EXERCISE -> Lay out the material below as a Markdown table with two columns, Row and Line. Number every line in order, and omit any blank lines.

LISTING ->
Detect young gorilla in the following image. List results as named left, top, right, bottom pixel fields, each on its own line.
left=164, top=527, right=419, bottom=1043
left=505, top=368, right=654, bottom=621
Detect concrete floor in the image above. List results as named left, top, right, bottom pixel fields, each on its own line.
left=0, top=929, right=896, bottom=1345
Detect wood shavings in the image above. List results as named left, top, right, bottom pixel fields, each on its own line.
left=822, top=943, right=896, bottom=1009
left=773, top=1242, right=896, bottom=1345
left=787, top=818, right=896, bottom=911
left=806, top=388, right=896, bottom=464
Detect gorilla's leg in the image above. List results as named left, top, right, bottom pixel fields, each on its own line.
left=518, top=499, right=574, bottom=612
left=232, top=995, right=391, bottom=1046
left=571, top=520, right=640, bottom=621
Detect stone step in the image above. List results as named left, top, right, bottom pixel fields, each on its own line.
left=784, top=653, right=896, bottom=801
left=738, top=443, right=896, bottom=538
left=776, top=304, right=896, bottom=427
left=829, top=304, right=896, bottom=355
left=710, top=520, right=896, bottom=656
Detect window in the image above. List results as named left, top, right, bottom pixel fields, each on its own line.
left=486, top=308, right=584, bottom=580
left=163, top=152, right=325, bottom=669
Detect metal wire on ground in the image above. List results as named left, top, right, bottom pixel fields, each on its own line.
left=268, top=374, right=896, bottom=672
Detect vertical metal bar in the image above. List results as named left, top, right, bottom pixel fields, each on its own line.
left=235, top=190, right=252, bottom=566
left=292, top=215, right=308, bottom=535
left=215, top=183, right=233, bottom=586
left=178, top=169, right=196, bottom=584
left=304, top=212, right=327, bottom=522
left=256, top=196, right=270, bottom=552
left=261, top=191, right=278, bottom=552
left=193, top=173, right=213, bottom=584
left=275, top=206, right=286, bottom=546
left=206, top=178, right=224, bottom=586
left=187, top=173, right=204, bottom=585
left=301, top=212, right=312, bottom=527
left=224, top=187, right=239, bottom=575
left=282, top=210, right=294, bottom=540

WORKED ANSWER ->
| Row | Line |
|---|---|
| 1 | Detect young gorilla in the following image. List results as named left, top, right, bottom pixel fields, each on its own line. |
| 2 | left=164, top=527, right=419, bottom=1043 |
| 3 | left=505, top=368, right=654, bottom=621 |
| 4 | Detect concrete floor in the image above. List results as named left, top, right, bottom pixel fields, each on its own line. |
| 5 | left=0, top=929, right=896, bottom=1345 |
| 6 | Detect wood shavings in the image above. List results as named left, top, right, bottom pixel fields, each on its own line. |
| 7 | left=822, top=943, right=896, bottom=1009 |
| 8 | left=773, top=1242, right=896, bottom=1345 |
| 9 | left=787, top=818, right=896, bottom=911 |
| 10 | left=806, top=388, right=896, bottom=464 |
| 11 | Detect gorilla's leg in the image above. List results as named left, top, right, bottom pixel fields, each on its own line. |
| 12 | left=518, top=499, right=574, bottom=612 |
| 13 | left=232, top=995, right=391, bottom=1046 |
| 14 | left=571, top=520, right=640, bottom=621 |
| 15 | Detect stone step in the image above. List results as named left, top, right, bottom pixel fields, each on its own line. |
| 16 | left=784, top=653, right=896, bottom=801 |
| 17 | left=738, top=443, right=896, bottom=538 |
| 18 | left=776, top=304, right=896, bottom=427 |
| 19 | left=829, top=304, right=896, bottom=355 |
| 20 | left=710, top=520, right=896, bottom=656 |
| 21 | Detect window in the image above. List results as named left, top, right, bottom pixel fields, each on its own line. |
| 22 | left=486, top=308, right=584, bottom=580 |
| 23 | left=163, top=152, right=325, bottom=669 |
| 24 | Detect metal wire on ground in the image above. List results as named left, top, right, bottom pixel fields, each on its own line. |
| 25 | left=268, top=374, right=896, bottom=672 |
| 26 | Detect vertical metal bar in the image above. List results as named left, top, right, bottom pixel fields, each on its own line. |
| 27 | left=235, top=190, right=252, bottom=566 |
| 28 | left=292, top=215, right=308, bottom=535 |
| 29 | left=215, top=183, right=233, bottom=586 |
| 30 | left=178, top=169, right=196, bottom=584 |
| 31 | left=304, top=212, right=327, bottom=522 |
| 32 | left=256, top=196, right=270, bottom=552 |
| 33 | left=261, top=191, right=278, bottom=552 |
| 34 | left=193, top=173, right=213, bottom=584 |
| 35 | left=275, top=206, right=286, bottom=546 |
| 36 | left=206, top=178, right=224, bottom=586 |
| 37 | left=187, top=173, right=204, bottom=585 |
| 38 | left=301, top=212, right=312, bottom=527 |
| 39 | left=224, top=187, right=239, bottom=575 |
| 40 | left=282, top=210, right=294, bottom=540 |